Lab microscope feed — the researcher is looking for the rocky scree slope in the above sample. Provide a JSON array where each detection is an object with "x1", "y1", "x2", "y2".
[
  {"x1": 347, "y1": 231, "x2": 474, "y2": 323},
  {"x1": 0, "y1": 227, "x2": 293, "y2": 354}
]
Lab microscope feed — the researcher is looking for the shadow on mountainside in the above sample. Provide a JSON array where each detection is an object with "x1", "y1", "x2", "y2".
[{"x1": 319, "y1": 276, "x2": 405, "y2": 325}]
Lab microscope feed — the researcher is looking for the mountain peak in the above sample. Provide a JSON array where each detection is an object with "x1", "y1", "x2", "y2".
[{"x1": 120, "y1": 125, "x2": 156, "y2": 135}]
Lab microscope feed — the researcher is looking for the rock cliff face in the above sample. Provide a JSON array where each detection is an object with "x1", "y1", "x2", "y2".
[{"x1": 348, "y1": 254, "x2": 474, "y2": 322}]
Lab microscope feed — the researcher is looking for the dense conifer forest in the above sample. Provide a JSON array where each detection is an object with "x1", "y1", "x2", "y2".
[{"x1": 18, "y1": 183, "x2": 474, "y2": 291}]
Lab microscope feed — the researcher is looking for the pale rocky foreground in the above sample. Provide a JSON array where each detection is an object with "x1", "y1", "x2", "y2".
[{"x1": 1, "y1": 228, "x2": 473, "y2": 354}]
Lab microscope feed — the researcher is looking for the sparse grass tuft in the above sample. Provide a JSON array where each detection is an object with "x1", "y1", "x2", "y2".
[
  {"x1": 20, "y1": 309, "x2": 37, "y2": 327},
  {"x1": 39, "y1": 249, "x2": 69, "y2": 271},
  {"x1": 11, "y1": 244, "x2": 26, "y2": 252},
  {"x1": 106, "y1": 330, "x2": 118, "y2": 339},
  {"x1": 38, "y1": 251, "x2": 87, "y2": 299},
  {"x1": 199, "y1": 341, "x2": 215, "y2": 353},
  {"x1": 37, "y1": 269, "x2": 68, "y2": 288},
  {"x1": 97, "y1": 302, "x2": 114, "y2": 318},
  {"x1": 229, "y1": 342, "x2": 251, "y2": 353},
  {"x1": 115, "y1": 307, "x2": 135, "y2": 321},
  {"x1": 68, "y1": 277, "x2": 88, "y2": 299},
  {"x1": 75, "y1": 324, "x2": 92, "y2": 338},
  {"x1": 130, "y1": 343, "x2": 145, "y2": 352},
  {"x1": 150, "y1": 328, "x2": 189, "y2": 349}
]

========

§ **WHAT TO WORK ON**
All lines from the one containing "the rock cliff" through the end of the data, and no others, are to be given again word for word.

§ **ANSWER BOX**
Lab microscope feed — the researcher is looking for the rock cliff face in the above sample. Provide a JSON array where each detection is an object with "x1", "y1", "x2", "y2".
[{"x1": 348, "y1": 254, "x2": 474, "y2": 322}]
Lab microscope feed — the researcher is looking for the dense conifer forest in the above sample. Provide a JSON array where each detection is an object with "x1", "y1", "x2", "y2".
[{"x1": 18, "y1": 183, "x2": 474, "y2": 291}]
Lab microscope feed — the researcher is looking for the pale rocky foreground in the above sample. Provide a JSON array where each detection is an object with "x1", "y1", "x2", "y2".
[{"x1": 1, "y1": 228, "x2": 473, "y2": 354}]
Lab microscope feed — the researcher is looking for the sparse grass tuft in the above sample. Provide a JSON array where each detection is an object with "x1", "y1", "x2", "y2".
[
  {"x1": 20, "y1": 309, "x2": 37, "y2": 327},
  {"x1": 39, "y1": 249, "x2": 69, "y2": 271},
  {"x1": 11, "y1": 244, "x2": 26, "y2": 252},
  {"x1": 106, "y1": 330, "x2": 118, "y2": 339},
  {"x1": 38, "y1": 251, "x2": 87, "y2": 299},
  {"x1": 199, "y1": 341, "x2": 215, "y2": 353},
  {"x1": 37, "y1": 269, "x2": 68, "y2": 288},
  {"x1": 97, "y1": 302, "x2": 114, "y2": 318},
  {"x1": 229, "y1": 342, "x2": 251, "y2": 353},
  {"x1": 115, "y1": 307, "x2": 135, "y2": 321},
  {"x1": 68, "y1": 277, "x2": 88, "y2": 299},
  {"x1": 75, "y1": 324, "x2": 92, "y2": 338},
  {"x1": 130, "y1": 343, "x2": 145, "y2": 352},
  {"x1": 150, "y1": 328, "x2": 189, "y2": 349}
]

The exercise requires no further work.